Change every "trace the outline of" in these lines to "draw the boundary of" and write the lines out again with nothing else altered.

>> begin Record extracts

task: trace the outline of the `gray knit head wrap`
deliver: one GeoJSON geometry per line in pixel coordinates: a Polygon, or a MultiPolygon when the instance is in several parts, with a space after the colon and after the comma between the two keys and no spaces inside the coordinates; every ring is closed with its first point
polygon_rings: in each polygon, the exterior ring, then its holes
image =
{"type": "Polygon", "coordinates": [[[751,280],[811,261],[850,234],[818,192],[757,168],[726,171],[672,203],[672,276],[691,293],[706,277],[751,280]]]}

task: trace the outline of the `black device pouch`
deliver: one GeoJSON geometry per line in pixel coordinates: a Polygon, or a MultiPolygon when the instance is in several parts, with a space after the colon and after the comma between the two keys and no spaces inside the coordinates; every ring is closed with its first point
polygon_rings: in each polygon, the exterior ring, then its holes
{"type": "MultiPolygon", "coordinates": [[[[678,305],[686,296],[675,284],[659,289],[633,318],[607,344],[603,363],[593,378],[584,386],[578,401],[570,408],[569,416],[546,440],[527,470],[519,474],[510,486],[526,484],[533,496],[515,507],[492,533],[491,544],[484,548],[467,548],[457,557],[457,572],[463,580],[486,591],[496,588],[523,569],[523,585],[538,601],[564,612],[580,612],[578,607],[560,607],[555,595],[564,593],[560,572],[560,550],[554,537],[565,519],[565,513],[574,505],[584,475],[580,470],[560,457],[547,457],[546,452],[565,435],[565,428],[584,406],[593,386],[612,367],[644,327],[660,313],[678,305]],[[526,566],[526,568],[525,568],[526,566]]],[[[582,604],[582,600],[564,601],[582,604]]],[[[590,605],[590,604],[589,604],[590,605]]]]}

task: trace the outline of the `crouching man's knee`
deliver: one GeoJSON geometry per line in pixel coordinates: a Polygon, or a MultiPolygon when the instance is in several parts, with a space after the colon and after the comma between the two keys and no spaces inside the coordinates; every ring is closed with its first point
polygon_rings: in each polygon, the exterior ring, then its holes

>> end Record extracts

#### [Answer in full]
task: draw the boundary of the `gray knit head wrap`
deliver: one GeoJSON geometry per line in pixel coordinates: a Polygon, or a MultiPolygon when the instance is in several parts, with a space after the colon and after the comma between the two keys and no spaces inside the coordinates; every ring is closed with its first point
polygon_rings: in each polygon, the exterior ring, then its holes
image =
{"type": "Polygon", "coordinates": [[[751,280],[811,261],[850,234],[818,192],[757,168],[726,171],[672,203],[672,276],[691,293],[706,277],[751,280]]]}

task: draw the boundary of the `black device pouch`
deliver: one GeoJSON geometry per line in pixel coordinates: a Polygon, or a MultiPolygon when the instance is in several parts, with a space after the colon and after the comma between the two keys and no spaces inside the coordinates; every ring is closed with its first point
polygon_rings: in each polygon, the exterior ring, then its holes
{"type": "MultiPolygon", "coordinates": [[[[678,305],[686,296],[675,284],[659,289],[633,318],[607,344],[603,363],[593,378],[584,386],[578,401],[570,408],[569,416],[546,440],[527,470],[519,474],[510,486],[526,484],[533,496],[515,507],[492,533],[491,544],[484,548],[467,548],[457,557],[457,572],[463,580],[486,591],[496,588],[523,569],[523,585],[538,601],[564,612],[580,612],[578,607],[560,607],[555,595],[564,593],[560,572],[560,550],[554,537],[565,519],[565,513],[574,505],[584,475],[580,470],[560,457],[547,457],[546,452],[565,435],[565,428],[584,406],[593,386],[612,367],[644,327],[660,313],[678,305]],[[526,566],[526,568],[525,568],[526,566]]],[[[582,604],[582,600],[564,601],[582,604]]],[[[590,605],[590,604],[589,604],[590,605]]]]}

task: draw the boundary of the `crouching man's knee`
deliver: one GeoJSON geometry per line in pixel coordinates: a Polygon, or a MultiPolygon when the instance is in several parts, with a space after the colon and after the comma between the two keys and no spaces inside the coordinates; every ring is closed with its first point
polygon_rings: in each polygon, the exterior ring, then its holes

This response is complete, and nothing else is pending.